### EXCERPT TO READ
....................

The principal amount of the Notes, the issue currency, the interest payable in respect of the Notes, the issue prices
and maturities of the Notes and all other terms and conditions which are applicable to a particular Series and, if
applicable, Tranche of Notes (each term as defined below, see "General Description of the Programme") will be
set out in the document containing the final terms (each referred to as Final Terms) within the meaning of
article 8(4) of the Prospectus Regulation.
This Prospectus has been approved by the Commission de Surveillance du Secteur Financier (the CSSF) in
Luxembourg as competent authority under the Prospectus Regulation and the Luxembourg Act relating to
prospectuses for securities dated July 16, 2019 (Loi du 16 juillet 2019 relative aux prospectus pour valeurs
mobilières, the Luxembourg Law). The CSSF only approves this Prospectus as meeting the standards of
completeness, comprehensibility and consistency imposed by the Prospectus Regulation. Such approval should not
be considered as an endorsement of the Issuers or the Guarantor or of the quality of the Notes issued under the
Programme. Investors should make their own assessment as to the suitability of investing in the Notes.
By approving a prospectus, the CSSF shall give no undertaking as to the economic and financial soundness of the
operation or the quality or solvency of each Issuer pursuant to article 6(4) Luxembourg Law.
Application has been made to list Notes on the official list of the Luxembourg Stock Exchange and to admit Notes
to trading on the Luxembourg Stock Exchange's regulated market "Bourse de Luxembourg". The Luxembourg
Stock Exchange's regulated market is a regulated market for the purposes of the Markets in Financial Instruments
Directive 2014/65/EU, as amended (MiFID II). However, Notes may also be issued under the Programme which
are listed on a stock exchange other than the Luxembourg Stock Exchange or which are not listed on any stock
exchange as specified in the relevant Final Terms.

....................

### ENTRIES PROVIDED

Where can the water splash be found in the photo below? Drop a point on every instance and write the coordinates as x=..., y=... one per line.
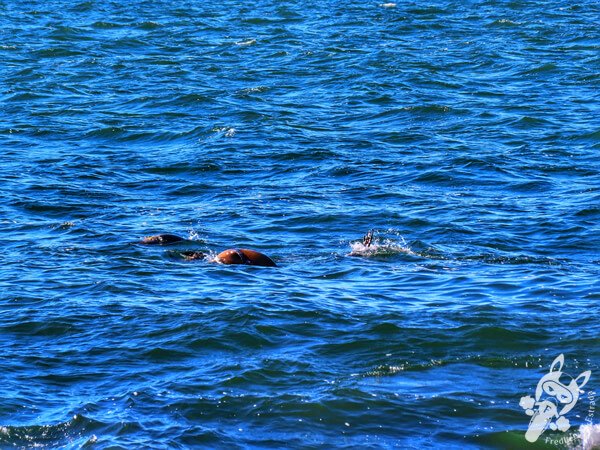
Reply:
x=380, y=246
x=590, y=437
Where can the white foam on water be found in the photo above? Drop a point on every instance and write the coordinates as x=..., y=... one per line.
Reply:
x=380, y=247
x=590, y=437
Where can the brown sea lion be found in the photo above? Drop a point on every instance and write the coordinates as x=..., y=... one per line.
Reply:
x=245, y=256
x=161, y=239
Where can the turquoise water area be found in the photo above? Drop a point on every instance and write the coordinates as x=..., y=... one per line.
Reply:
x=466, y=134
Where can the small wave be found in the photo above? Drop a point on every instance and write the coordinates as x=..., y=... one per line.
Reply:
x=590, y=437
x=381, y=247
x=74, y=433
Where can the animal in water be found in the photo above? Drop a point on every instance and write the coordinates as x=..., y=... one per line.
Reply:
x=161, y=239
x=230, y=256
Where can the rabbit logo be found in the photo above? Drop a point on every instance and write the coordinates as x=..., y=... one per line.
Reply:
x=553, y=399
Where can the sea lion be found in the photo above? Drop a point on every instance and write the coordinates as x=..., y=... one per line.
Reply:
x=161, y=239
x=245, y=256
x=231, y=256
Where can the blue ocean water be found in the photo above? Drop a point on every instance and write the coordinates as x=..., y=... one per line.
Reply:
x=466, y=134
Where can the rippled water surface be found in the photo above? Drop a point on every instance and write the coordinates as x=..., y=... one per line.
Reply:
x=466, y=134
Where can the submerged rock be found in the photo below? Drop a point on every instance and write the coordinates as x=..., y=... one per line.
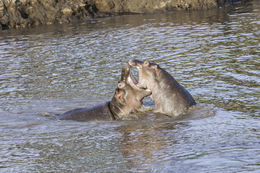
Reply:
x=27, y=13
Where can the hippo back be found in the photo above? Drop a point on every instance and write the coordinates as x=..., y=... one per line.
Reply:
x=96, y=113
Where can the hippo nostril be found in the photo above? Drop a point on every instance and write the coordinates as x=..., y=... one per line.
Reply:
x=132, y=62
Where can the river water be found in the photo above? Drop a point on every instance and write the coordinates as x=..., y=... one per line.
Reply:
x=214, y=54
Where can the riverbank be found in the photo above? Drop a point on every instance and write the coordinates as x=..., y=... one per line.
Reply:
x=29, y=13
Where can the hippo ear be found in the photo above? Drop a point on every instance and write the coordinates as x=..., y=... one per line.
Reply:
x=156, y=69
x=146, y=63
x=121, y=85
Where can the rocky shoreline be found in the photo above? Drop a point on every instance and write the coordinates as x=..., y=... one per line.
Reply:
x=29, y=13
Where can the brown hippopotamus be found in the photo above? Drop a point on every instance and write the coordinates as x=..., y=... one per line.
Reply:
x=169, y=96
x=127, y=99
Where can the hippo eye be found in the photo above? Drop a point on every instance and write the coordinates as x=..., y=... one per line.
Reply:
x=146, y=63
x=121, y=85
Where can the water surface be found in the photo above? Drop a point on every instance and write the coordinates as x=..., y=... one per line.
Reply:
x=214, y=54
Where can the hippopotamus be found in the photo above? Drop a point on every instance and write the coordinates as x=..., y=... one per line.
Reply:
x=170, y=97
x=127, y=99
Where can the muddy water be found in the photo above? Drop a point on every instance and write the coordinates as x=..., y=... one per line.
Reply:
x=215, y=55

....................

### TASK 1
List the standards that, according to the prospectus excerpt, the CSSF's approval confirms the Prospectus meets.
### TASK 2
Continue the prospectus excerpt from its final sentence.

### TASK RESULT 1
Completeness
Comprehensibility
Consistency

### TASK RESULT 2
This Prospectus and any supplement to this Prospectus will be published in electronic form, together with all
documents incorporated by reference, on the website of the Luxembourg Stock Exchange (www.bourse.lu). This
Prospectus is valid for a period of twelve months after its approval. The validity ends upon expiration of April 9,
2022. The obligation to supplement this Prospectus in accordance with article 23 of the Prospectus Regulation in
the event of a significant new factor, material mistake or material inaccuracy does not apply when this Prospectus
is no longer valid.
This Prospectus does not constitute an offer to sell, or the solicitation of an offer to buy, the Notes in any
jurisdiction where such offer or solicitation is unlawful.
The Notes and the Guarantee have not been and will not be registered under the U.S. Securities Act of 1933,
as amended (the Securities Act) and subject to certain exceptions, the Notes may not be offered or sold
within the United States or to, or for the account or benefit of, U.S. persons.
Prospective purchasers of the Notes should ensure that they understand the nature of the Notes and the extent of
their exposure to risks and that they consider the suitability of the Notes as an investment in light of their own
circumstances and financial condition. Investing in the Notes involves certain risks. Please review the section
entitled "Risk Factors" beginning on page 11 of this Prospectus.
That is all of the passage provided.